DATA FOR THIS EXERCISE:
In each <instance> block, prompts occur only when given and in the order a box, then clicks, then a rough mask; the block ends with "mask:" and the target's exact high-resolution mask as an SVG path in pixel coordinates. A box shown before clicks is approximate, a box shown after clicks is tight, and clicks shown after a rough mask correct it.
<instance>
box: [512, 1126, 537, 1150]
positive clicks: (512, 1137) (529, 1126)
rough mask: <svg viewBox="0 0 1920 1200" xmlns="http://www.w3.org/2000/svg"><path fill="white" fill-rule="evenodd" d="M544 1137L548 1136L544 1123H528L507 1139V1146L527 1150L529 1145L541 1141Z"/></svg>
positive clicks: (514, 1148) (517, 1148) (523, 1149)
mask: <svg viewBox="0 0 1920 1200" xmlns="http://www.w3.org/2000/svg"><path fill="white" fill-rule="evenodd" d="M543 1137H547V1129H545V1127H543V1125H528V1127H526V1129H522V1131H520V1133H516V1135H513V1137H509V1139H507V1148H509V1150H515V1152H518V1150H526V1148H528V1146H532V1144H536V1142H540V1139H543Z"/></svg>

PROMPT: Every record must be repeated precisely and in full.

ANSWER SPACE:
In each <instance> block, prompts occur only when given and in the order a box, then clicks, then a rough mask; the block ends with "mask:" and the target's exact high-resolution mask as an SVG path in pixel coordinates. A box shown before clicks is approximate, a box shown after clicks is tight, and clicks shown after a rough mask correct it.
<instance>
box: [512, 1126, 537, 1150]
positive clicks: (512, 1137) (529, 1126)
rough mask: <svg viewBox="0 0 1920 1200" xmlns="http://www.w3.org/2000/svg"><path fill="white" fill-rule="evenodd" d="M544 1137L548 1136L544 1123H528L507 1139V1146L527 1150L529 1145L541 1141Z"/></svg>
positive clicks: (514, 1148) (517, 1148) (523, 1149)
mask: <svg viewBox="0 0 1920 1200" xmlns="http://www.w3.org/2000/svg"><path fill="white" fill-rule="evenodd" d="M543 1137H547V1129H545V1127H543V1125H528V1127H526V1129H522V1131H520V1133H516V1135H513V1137H509V1139H507V1148H509V1150H515V1152H518V1150H526V1148H528V1146H532V1144H536V1142H540V1139H543Z"/></svg>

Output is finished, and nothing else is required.